• [Erforderliche Schritte]:
A. Beantworten Sie anhand des Artikels über die Krise des italienischen Fußballs folgende Fragen:
(i) Mit welchem Ergebnis unterlag Lazio Rom gegen Sparta Prag?
(ii) Seit welcher Saison ist erstmals kein italienisches Team in einem internationalen Viertelfinale vertreten?
(iii) Wie viele Zuschauer saßen am Donnerstag im römischen Stadion?
B. Geben Sie aus dem Artikel über die Krise des italienischen Fußballs den Abschnitt wortgetreu wieder, der mit „Rom · In den“ beginnt und sich bis einschließlich „zu suchen gehabt.“ fortsetzt.

• [Seitenauszug]:

Rom Die Krise des italienischen Fußballs

Rom · In den internationalen Viertelfinals ist kein Team aus der Serie A vertreten. Nur Juventus Turin kann noch mithalten.

Nur noch Hohn und Spott gibt es derzeit für den einst so ruhmreichen italienischen Fußball: Schon nach zwölf Minuten hatten auch die letzten unentwegten Fans von Lazio Rom im gähnend leeren Olympiastadion von Rom die Faxen dicke und begleiteten den schrecklichen Europa-League-Auftritt der Mannschaft um Miroslav Klose beim 0:3 gegen Sparta Prag fortan mit gellenden Pfiffen. "Eine Schande", titelte das Blatt "Il Messaggero".

Die nationale Befindlichkeit traf die Zeitung damit auf den Punkt: Erstmals seit der Saison 2000/01 ist kein italienisches Team in einem internationalen Viertelfinale vertreten - und bis auf das im Achtelfinale der Champions League am FC Bayern gescheiterte Juventus Turin hätte dort auch keine andere Mannschaft etwas zu suchen gehabt.

"Wir sind von Europas Landkarte gelöscht worden", schrieb die "Gazzetta dello Sport". Der italienische Fußball kassiert die Quittung einer nun fast seit zwei Jahrzehnten währenden Misswirtschaft. Ignoranz und Arroganz verhindern notwendige Reformen: Premier League, Bundesliga und Primera Division haben die Serie A wirtschaftlich und sportlich mehrfach überrundet, die einst stärkste Liga der Welt siecht in jämmerlichem Zustand dahin.

Schulden in Milliardenhöhe, angehäuft von heruntergekommenen Ex-Giganten wie Inter und AC Mailand, die sich andernorts unerwünschte Ex-Stars wie Mario Balotelli (Milan) oder Maicon (AS Rom) für völlig überzogenes Geld halten und vor nicht mal halbleeren Rängen in seit der Weltmeisterschaft 1990 nicht mehr renovierten Bruchbuden spielen - nach Italiens Nationalelf mit ihrem Vorrunden-Aus bei der WM 2014 hat auch die Serie A ihren Offenbarungseid abgelegt.

Der Niedergang, der in spätrömischer Dekadenz zelebriert wird, sorgt für Fatalismus und Lethargie statt für Aufbruchstimmung. "Das verschwundene Italien hinterlässt ein schwarzes Loch auf Europas Landkarte. Es bleibt uns nichts anderes übrig, als das letzte Desaster zu akzeptieren", schrieb die Tageszeitung "La Repubblica".

Als sich Lazio samt des gealterten Weltstars Klose am Donnerstag gegen die biederen Durchschnittskicker aus Prag in Armut verabschiedete, hockten gerade einmal 15.000 Zuschauer im maroden römischen Riesenrund. Einzige Ausnahme und einziger Hoffnungsträger des italienischen Fußballs bleibt Juve: echtes Top-Personal auf dem Platz sowie in der sportlichen und wirtschaftlichen Führung, ein eigenes, modernes und mit knapp 40.000 Plätzen genau richtig dimensioniertes, regelmäßig ausverkauftes Stadion. Juventus droht auf Dauer das Schicksal von Celtic Glasgow: in der heimischen Liga ungefordert, international dadurch auf Dauer vor große Probleme gestellt.

Gespeicherte Einträge:
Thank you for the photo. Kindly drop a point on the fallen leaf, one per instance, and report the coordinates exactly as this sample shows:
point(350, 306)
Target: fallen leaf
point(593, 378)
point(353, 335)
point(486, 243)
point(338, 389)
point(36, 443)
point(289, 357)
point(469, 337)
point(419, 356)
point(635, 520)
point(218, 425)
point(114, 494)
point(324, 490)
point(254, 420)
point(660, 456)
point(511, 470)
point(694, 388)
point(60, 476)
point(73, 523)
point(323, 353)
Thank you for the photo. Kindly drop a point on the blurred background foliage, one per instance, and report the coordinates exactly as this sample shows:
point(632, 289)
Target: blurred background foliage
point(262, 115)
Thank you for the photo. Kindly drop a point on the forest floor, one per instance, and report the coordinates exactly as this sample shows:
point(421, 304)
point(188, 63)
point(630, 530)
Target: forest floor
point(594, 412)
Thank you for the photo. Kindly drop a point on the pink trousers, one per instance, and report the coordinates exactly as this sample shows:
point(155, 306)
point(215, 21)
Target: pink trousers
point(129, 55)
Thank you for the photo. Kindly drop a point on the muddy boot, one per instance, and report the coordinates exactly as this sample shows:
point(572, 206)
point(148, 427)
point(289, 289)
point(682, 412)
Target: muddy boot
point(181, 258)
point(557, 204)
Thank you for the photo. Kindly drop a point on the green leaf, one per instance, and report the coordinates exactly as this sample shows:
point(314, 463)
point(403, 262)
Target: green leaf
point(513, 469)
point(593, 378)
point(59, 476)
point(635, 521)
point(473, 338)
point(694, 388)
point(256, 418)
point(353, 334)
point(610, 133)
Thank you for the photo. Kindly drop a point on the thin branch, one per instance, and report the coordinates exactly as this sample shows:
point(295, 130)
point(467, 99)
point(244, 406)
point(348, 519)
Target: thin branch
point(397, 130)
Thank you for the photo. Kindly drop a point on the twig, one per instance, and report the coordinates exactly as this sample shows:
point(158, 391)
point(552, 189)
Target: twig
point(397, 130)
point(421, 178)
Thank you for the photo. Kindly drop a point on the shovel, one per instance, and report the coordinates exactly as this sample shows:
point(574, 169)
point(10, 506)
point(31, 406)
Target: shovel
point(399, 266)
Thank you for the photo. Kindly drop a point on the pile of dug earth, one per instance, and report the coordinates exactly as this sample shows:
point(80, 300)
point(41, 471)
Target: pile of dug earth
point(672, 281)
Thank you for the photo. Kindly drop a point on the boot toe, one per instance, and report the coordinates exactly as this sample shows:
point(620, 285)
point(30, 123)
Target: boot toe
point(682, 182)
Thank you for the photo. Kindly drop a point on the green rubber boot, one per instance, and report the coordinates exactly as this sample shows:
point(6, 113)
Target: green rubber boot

• [Nummerierte Antworten]:
A.
(i) Mit 0:3.
(ii) Seit der Saison 2000/01.
(iii) Gerade einmal 15.000.

B.
Rom · In den internationalen Viertelfinals ist kein Team aus der Serie A vertreten. Nur Juventus Turin kann noch mithalten.

Nur noch Hohn und Spott gibt es derzeit für den einst so ruhmreichen italienischen Fußball: Schon nach zwölf Minuten hatten auch die letzten unentwegten Fans von Lazio Rom im gähnend leeren Olympiastadion von Rom die Faxen dicke und begleiteten den schrecklichen Europa-League-Auftritt der Mannschaft um Miroslav Klose beim 0:3 gegen Sparta Prag fortan mit gellenden Pfiffen. "Eine Schande", titelte das Blatt "Il Messaggero".

Die nationale Befindlichkeit traf die Zeitung damit auf den Punkt: Erstmals seit der Saison 2000/01 ist kein italienisches Team in einem internationalen Viertelfinale vertreten - und bis auf das im Achtelfinale der Champions League am FC Bayern gescheiterte Juventus Turin hätte dort auch keine andere Mannschaft etwas zu suchen gehabt.